━━ Data for this exercise

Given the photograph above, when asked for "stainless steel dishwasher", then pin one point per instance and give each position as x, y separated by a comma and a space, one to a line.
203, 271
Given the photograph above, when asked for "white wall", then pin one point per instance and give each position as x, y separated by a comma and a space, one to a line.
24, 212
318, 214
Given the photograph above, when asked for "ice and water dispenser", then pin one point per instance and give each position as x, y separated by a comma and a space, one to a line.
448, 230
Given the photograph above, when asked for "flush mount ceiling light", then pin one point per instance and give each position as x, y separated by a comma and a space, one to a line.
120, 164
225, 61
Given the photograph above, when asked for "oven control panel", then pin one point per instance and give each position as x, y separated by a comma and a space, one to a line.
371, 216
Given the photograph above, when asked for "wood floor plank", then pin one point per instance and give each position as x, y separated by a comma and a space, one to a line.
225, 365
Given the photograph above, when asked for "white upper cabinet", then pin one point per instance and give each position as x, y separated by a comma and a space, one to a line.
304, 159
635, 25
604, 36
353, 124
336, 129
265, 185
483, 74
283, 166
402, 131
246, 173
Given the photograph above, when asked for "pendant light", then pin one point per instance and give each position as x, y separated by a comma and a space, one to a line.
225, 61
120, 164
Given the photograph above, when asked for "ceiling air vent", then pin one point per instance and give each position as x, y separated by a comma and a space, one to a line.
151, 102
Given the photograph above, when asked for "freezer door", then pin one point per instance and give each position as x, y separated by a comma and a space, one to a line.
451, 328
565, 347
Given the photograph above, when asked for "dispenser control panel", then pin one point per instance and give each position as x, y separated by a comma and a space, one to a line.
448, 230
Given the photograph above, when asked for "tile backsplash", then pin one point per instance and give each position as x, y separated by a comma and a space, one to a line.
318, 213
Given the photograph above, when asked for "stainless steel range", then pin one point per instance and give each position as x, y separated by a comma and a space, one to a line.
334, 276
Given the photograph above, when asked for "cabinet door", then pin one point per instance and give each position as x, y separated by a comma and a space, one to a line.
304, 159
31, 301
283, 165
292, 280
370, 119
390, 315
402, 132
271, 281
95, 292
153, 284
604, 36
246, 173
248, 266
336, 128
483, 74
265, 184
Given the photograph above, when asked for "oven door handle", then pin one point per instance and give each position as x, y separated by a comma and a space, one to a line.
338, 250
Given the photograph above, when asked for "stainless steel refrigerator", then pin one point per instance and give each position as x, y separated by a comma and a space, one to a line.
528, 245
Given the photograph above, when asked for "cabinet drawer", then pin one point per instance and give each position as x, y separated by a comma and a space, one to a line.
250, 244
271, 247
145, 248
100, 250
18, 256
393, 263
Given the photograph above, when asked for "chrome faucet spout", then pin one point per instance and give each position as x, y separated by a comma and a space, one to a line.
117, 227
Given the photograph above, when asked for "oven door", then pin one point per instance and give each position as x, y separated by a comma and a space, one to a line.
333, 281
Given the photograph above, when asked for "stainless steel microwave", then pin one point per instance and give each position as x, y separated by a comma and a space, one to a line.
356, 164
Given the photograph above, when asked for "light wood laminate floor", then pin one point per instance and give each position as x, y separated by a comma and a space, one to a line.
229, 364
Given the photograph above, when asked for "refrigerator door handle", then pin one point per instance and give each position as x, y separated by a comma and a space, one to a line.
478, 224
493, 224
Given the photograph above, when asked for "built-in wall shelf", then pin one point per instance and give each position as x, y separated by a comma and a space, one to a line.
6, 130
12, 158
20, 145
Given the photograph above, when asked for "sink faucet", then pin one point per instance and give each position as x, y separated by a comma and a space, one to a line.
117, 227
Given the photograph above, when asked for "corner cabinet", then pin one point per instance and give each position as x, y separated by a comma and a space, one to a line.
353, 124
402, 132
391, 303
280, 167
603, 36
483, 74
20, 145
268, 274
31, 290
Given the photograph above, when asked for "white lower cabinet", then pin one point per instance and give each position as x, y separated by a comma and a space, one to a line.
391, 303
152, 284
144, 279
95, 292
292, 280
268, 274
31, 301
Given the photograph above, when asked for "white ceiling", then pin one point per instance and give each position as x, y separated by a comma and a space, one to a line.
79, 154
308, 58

━━━━

Copy every line of the records word for word.

Given the photograph above, when asked for "stainless steel dishwasher", then pin one point per instance and give each position as x, y separated by a comma and a space, one to a line.
203, 271
Given the photograph above, when asked for "white wall", then pin one point per instance and give each position as x, y separated by a comma and a space, one to a line.
24, 212
318, 214
Given the photograph above, when asked for "ice and water dispenser", then pin one point per instance and give each position as x, y separated by a comma and a space, one to a line.
448, 230
Given the photograph above, when asked for "flush mount ceiling light", then pin one point per instance and give each position as x, y separated by a comma and a space, one to a line.
120, 164
225, 61
Given the photograph above, when asked for "oven control panel", then pin one point per instance and give each position as x, y separated by a comma and a space, one to a line.
371, 216
Given the photograph above, when asked for "wood floor plank", then pin one point per instance and give each position as x, y separated by a comma and a space, one to a line.
225, 365
Given the photograph above, when asked for "white upper cabinet", then pin one point per instance and give each position as x, y separated by a comma and a space, one to a line.
304, 159
635, 25
604, 36
353, 124
336, 129
265, 185
483, 74
283, 166
402, 131
246, 173
Given the photograph above, when asked for "pendant light", then pin one point per instance and give each position as x, y separated by a comma and a space, one to a line.
225, 61
120, 164
Given the photograph above, when asked for "ceiling air vent", then pin one point per instance and give each position as x, y separated by a comma and a space, one to a line.
151, 102
Given the photograph above, when asked for "freezer door", then pin one point per instance and give each position as x, y separated by a comma and a space, one to a line.
451, 328
565, 347
Given the photograph above, when asked for "dispenser control panel", then pin one point per instance and give each position as x, y separated by a comma and a space, one to a line.
448, 230
Given the photograph above, when asked for "tile backsplash", then pin one point per instance and give each position as x, y separated by a comma and a space, one to a line.
318, 213
Given the photograph above, when asked for "stainless steel range", then pin one point per instance and give each position as x, y separated by a comma and a space, one to a line.
334, 276
Given the photograph above, when asked for "cabinet door", then pin one point per instance and give each position as x, y separated by a comma and a space, one to a line.
304, 159
31, 301
283, 165
292, 280
370, 119
390, 315
402, 132
271, 281
95, 292
153, 284
604, 36
246, 173
248, 266
336, 128
483, 74
265, 184
Given the photograph above, when asked for "oven door handle", then pin one point per instance and give each position as x, y separated by a comma and a space, one to a line.
338, 250
Given the photograph above, when asked for "stainless steel refrigerator", then pin one point per instance and give each position as x, y separated by a comma and a space, one to a line.
528, 245
Given the photograph above, when asked for "cabinet drawer", then pin one point per instance and give each position as x, y separated by a comma and a space, one to a line.
250, 244
271, 247
145, 248
100, 250
18, 256
393, 263
Given the photograph above, when asked for "chrome faucet spout", then pin one point per instance and give each position as x, y separated by a comma and a space, one to a line.
117, 227
Given the photograph above, when asked for "oven door", then pin one point per instance and give each position as x, y separated by a comma and a space, one to a line.
333, 281
Given the photograph above, when asked for "stainless steel microwave", then pin one point per instance and give each position as x, y separated by a comma and a space, one to a line.
356, 164
Given the photograph above, when asked for "light wood laminate floor", then pin one point per instance and give each position as x, y separated by a comma and a space, one to a line.
229, 364
Given the photograph above, when asked for "refrigerator door handle", then pin one point per instance and give each position as x, y separated by a comma and a space, one to a line.
478, 224
493, 224
Given the photograph above, when asked for "built-in wall shelf", then pin one point per instance and give each position as x, y separated by a comma and a space, one to a line.
6, 130
12, 158
20, 145
Given the photograph above, when asked for "sink faucet", then pin one point per instance and give each position as x, y separated by a comma and a space, one to a line.
117, 227
Given the photograph above, when asked for "corner cabinet", then pin one point per instance and give each position as x, y separated by a comma and a space, one to a line.
353, 124
402, 132
391, 303
280, 167
603, 36
483, 74
20, 145
268, 274
31, 290
Given the photograph above, when asked for "white lower cabinet", then pin one point per instance and give each position as x, y separated by a comma and a space, one to a line.
391, 303
152, 284
144, 279
95, 292
292, 280
268, 274
31, 301
Given the photograph above, when asked for "white ceiling", then pin one point per instance and give each position as x, y separated by a comma and a space, one to a line.
79, 154
308, 58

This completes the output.